Task instructions: Reproduce word for word the part of the material that opens with the line containing "Here's a bet: you won't be able to pinpoint the fingers" and runs through the final line of the material, and return only those lines.

(Region labeling records)
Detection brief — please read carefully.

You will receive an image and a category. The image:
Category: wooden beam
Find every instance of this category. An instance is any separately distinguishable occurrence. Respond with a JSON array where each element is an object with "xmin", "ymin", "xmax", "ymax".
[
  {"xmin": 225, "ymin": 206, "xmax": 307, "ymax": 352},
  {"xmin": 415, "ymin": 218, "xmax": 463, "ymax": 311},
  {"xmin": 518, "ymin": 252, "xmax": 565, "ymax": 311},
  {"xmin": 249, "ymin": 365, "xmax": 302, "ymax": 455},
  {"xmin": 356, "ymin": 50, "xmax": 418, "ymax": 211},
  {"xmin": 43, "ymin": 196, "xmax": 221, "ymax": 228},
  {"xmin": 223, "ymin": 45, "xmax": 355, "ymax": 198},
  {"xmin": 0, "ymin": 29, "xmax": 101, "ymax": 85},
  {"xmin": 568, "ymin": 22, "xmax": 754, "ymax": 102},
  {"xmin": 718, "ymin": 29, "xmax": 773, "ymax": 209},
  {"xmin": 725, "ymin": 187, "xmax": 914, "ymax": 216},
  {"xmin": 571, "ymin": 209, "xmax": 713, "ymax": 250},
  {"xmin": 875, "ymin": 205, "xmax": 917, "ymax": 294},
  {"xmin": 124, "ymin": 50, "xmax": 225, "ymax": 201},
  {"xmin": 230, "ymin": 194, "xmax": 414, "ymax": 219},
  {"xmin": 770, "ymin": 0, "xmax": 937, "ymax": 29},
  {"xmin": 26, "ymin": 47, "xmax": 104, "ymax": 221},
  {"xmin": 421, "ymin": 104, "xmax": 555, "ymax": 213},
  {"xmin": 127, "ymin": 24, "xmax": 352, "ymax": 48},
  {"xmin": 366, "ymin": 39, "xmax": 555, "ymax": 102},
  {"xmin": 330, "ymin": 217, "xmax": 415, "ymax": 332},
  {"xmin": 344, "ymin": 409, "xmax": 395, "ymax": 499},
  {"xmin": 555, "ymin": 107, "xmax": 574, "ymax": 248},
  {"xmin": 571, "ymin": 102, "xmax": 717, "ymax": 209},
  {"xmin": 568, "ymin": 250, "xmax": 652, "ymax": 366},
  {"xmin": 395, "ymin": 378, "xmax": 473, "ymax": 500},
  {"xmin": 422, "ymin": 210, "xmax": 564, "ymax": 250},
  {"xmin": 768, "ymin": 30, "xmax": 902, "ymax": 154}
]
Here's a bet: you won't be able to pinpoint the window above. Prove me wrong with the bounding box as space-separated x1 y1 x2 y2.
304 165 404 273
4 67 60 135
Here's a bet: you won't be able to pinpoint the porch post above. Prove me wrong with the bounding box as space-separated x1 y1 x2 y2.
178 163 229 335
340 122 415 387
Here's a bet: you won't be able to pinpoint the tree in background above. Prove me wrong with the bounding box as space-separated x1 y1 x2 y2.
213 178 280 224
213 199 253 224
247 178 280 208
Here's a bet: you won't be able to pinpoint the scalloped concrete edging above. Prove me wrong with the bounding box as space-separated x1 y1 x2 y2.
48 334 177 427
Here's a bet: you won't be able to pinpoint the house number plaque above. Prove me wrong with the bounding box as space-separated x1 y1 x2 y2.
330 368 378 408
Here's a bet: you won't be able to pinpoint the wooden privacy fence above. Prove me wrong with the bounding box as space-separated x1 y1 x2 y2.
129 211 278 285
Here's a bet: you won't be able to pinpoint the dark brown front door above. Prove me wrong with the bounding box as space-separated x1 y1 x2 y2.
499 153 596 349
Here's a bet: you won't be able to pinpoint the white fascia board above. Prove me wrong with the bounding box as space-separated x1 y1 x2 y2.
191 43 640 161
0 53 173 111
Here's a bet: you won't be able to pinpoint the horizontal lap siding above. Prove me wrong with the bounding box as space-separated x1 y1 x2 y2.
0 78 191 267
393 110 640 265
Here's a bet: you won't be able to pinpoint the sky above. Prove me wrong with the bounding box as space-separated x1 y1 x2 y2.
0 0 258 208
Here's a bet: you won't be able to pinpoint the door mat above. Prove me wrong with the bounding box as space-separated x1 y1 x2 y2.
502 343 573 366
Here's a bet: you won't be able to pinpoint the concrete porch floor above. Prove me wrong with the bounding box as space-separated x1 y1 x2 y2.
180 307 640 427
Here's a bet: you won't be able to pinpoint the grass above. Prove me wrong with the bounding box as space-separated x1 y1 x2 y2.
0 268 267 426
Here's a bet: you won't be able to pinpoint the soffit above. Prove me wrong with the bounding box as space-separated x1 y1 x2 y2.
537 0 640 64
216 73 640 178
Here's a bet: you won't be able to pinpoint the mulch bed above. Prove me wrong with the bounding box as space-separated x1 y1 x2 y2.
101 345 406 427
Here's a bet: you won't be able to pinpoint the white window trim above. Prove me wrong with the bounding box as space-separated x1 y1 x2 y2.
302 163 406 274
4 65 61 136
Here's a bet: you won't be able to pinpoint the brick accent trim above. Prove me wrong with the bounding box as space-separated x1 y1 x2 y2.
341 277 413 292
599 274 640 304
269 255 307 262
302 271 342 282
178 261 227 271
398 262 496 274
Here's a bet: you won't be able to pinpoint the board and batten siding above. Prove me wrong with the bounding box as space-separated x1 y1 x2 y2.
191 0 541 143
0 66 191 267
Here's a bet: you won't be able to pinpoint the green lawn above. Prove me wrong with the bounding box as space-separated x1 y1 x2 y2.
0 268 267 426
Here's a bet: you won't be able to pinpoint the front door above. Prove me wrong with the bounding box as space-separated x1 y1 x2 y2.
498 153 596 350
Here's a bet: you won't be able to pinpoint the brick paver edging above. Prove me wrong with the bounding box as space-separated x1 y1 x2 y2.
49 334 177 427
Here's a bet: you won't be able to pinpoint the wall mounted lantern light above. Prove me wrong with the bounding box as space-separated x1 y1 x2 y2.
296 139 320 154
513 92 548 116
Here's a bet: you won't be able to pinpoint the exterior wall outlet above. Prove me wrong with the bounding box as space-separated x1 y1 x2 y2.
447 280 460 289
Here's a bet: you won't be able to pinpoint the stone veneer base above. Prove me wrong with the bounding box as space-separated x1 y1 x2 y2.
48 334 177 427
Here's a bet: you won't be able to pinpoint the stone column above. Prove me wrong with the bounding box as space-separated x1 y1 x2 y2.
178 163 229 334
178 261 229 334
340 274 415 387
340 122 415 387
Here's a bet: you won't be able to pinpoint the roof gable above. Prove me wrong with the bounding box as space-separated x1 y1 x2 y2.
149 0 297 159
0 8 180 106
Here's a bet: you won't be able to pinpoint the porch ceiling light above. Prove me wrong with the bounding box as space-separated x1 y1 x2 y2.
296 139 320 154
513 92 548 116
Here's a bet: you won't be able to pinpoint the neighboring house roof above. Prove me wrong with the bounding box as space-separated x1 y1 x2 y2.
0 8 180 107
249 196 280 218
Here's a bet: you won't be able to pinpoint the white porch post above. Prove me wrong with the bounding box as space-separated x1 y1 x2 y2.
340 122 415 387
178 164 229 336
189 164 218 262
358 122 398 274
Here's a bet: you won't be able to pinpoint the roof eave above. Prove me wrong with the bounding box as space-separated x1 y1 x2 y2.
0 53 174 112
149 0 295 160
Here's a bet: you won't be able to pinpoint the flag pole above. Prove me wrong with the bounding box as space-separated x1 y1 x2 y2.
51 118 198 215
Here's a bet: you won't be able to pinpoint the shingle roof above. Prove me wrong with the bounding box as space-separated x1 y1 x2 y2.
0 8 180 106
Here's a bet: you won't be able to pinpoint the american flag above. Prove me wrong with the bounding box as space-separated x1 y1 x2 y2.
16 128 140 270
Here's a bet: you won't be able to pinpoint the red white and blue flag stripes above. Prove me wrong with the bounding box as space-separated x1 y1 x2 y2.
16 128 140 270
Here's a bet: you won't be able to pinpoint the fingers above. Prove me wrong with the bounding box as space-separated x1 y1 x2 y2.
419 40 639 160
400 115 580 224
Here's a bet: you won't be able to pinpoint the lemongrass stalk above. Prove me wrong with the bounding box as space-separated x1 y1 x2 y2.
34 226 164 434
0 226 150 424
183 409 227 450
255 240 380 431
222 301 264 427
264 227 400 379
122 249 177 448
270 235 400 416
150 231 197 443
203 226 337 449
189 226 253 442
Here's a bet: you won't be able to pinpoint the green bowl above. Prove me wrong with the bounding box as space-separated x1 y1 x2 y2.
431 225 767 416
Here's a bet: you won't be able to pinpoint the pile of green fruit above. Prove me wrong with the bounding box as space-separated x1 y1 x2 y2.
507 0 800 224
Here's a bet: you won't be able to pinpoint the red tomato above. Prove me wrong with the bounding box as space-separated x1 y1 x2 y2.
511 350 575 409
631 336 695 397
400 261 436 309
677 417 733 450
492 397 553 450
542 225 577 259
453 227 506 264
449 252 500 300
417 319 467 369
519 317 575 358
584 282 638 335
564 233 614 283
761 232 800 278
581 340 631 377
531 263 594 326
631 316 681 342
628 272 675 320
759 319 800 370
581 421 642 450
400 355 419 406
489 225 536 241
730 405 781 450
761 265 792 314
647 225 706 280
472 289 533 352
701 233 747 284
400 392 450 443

Exercise solution:
Here's a bet: you won't be able to pinpoint the fingers above. Prove me wrong with the bounding box as space-separated x1 y1 x2 y2.
419 40 639 160
400 115 580 224
Here's a bet: you won't be able to pinpoint the lemongrass stalk above. Prove me wrong with the bounding box as space-separated x1 y1 x2 y2.
34 226 164 434
0 226 150 424
183 409 227 450
255 240 380 431
222 301 264 427
264 227 400 379
122 249 177 448
270 235 400 416
150 231 197 443
203 226 337 449
189 226 253 442
Here's a bet: you won't be able to pinpoint the green bowl above. Prove me wrong with the bounding box as space-separated x1 y1 x2 y2.
431 225 767 416
Here's a bet: you won't be able to pinpoint the pile of green fruit above. Prove me wrong with the bounding box as space-separated x1 y1 x2 y2.
507 0 800 224
Here's a bet: you won't be able to pinpoint the red tomato above. Prove me wrong with the bounding box as space-separated x1 y1 x2 y2.
511 350 575 409
631 336 695 397
400 261 436 309
677 417 733 450
492 397 553 450
542 225 577 259
453 227 506 264
449 252 500 300
417 319 467 369
519 317 575 358
584 282 638 335
564 233 614 283
761 232 800 278
581 340 631 377
531 263 594 326
631 316 681 342
628 272 675 320
759 319 800 370
581 421 642 450
400 355 419 406
489 225 536 241
730 405 781 450
761 265 792 314
647 225 706 280
472 289 533 352
701 233 747 284
400 392 450 443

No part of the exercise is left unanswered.